>>
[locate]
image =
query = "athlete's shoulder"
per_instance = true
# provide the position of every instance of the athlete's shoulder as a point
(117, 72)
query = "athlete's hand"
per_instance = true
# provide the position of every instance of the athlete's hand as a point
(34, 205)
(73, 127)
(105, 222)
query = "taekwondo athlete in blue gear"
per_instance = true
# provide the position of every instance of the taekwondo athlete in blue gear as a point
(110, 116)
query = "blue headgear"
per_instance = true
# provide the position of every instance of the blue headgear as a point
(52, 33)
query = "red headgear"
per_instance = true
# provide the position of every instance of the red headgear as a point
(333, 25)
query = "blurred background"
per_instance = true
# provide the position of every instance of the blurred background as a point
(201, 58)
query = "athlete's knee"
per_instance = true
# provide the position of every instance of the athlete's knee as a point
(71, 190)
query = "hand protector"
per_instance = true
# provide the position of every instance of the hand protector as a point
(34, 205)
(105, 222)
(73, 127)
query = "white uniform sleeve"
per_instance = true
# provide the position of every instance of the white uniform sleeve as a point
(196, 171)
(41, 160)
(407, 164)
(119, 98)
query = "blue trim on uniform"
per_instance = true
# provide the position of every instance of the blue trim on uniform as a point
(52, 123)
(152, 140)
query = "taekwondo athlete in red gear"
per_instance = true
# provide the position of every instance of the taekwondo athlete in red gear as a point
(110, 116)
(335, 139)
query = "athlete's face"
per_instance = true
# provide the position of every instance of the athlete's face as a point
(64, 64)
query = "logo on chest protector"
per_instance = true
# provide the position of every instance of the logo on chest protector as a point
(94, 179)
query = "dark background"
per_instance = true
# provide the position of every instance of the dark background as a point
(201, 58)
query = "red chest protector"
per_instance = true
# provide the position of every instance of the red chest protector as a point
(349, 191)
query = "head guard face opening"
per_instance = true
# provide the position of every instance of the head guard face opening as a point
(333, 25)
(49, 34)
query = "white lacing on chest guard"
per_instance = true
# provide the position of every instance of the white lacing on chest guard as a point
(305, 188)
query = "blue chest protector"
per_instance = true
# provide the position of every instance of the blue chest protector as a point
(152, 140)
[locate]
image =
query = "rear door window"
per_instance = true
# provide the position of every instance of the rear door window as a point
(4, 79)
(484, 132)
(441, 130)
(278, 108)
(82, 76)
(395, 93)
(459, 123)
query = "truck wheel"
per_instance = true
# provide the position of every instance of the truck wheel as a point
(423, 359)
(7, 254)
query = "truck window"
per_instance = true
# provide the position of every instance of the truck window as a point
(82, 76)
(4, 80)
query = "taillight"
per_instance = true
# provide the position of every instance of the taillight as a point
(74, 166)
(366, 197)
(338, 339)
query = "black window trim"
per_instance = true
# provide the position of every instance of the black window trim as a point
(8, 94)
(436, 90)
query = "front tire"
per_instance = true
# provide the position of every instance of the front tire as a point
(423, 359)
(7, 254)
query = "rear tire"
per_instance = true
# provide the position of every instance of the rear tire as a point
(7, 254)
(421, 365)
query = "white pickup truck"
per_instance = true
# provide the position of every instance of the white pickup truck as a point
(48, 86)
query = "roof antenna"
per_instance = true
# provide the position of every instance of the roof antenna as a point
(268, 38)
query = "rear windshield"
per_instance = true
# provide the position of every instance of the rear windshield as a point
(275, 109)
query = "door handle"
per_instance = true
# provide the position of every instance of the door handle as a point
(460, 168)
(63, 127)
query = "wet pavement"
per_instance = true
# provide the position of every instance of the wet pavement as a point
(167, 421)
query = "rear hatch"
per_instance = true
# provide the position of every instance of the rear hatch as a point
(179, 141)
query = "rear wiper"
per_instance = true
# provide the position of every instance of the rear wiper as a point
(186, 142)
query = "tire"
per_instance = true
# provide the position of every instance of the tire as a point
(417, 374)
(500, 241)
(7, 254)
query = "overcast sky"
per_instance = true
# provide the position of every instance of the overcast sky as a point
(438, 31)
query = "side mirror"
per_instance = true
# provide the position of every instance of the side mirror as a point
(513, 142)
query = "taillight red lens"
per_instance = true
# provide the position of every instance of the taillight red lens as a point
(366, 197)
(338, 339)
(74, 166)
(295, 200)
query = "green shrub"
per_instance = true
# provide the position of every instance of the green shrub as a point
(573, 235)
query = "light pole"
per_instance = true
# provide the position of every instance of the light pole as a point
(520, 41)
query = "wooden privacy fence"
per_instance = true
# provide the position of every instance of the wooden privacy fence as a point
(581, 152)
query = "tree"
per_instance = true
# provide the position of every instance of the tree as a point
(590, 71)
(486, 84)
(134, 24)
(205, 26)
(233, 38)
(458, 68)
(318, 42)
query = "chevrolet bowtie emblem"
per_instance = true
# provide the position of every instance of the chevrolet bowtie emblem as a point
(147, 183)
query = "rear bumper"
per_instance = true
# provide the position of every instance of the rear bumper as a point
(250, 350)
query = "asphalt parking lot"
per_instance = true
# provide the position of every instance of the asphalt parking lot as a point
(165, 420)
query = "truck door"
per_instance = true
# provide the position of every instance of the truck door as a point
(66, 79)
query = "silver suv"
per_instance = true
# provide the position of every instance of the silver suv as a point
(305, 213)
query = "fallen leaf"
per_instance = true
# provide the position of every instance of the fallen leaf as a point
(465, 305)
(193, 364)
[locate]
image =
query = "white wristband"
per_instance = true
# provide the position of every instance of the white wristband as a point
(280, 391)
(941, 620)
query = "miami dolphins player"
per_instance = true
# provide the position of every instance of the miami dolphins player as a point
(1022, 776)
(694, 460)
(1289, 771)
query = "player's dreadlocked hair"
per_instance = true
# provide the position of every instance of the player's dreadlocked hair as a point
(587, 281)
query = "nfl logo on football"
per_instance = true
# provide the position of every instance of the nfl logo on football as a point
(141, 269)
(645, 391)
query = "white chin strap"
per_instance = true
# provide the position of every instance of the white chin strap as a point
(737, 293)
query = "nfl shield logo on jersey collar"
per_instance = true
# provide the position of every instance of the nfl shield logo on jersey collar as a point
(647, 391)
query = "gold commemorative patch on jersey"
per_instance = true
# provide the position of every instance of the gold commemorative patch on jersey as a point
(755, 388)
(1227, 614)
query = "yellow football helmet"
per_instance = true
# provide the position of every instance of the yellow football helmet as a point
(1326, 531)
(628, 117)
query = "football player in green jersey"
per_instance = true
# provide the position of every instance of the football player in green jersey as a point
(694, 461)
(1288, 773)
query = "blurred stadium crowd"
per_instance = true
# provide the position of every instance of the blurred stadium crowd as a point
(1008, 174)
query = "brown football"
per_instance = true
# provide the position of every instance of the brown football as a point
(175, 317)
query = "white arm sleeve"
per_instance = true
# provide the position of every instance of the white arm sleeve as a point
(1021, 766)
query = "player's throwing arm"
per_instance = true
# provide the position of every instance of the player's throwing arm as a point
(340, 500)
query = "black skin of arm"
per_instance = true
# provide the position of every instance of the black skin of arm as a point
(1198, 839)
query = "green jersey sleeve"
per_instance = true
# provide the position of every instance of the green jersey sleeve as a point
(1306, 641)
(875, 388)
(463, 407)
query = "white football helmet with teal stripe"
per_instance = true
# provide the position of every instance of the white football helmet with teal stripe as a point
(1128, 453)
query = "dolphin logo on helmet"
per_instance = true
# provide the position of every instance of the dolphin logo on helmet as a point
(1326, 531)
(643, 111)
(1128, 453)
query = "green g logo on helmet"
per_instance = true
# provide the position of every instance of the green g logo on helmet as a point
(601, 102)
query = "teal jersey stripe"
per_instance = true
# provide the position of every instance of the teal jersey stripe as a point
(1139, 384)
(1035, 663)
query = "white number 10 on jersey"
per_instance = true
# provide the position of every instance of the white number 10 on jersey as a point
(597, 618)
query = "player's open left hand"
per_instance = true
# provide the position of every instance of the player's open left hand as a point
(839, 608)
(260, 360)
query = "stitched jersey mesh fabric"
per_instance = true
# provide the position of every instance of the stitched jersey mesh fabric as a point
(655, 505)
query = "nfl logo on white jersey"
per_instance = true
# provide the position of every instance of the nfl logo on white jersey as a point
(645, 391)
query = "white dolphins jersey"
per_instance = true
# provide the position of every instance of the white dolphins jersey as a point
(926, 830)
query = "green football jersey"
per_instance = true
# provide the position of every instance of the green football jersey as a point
<<
§ **Task to carry out**:
Everything from the line containing "# provide the position of every instance of the player's open" through the last line of the records must be given again exactly; leave out all other lines.

§ **Response area**:
# provide the position of every instance of the player's open left hand as a point
(839, 608)
(260, 360)
query = "stitched jersey mesh fabric"
per_instance = true
# provide the position of every instance of the stitched jersey mesh fabric as a point
(655, 505)
query = "nfl logo on white jersey"
per_instance = true
# provide the position of every instance of the nfl logo on white jersey as a point
(645, 391)
query = "white dolphins jersey"
per_instance = true
# provide the position of every instance of the white dolphins jersey as a point
(926, 830)
query = "green football jersey"
per_instance = true
# provide the position of every instance of the green football jersey as a point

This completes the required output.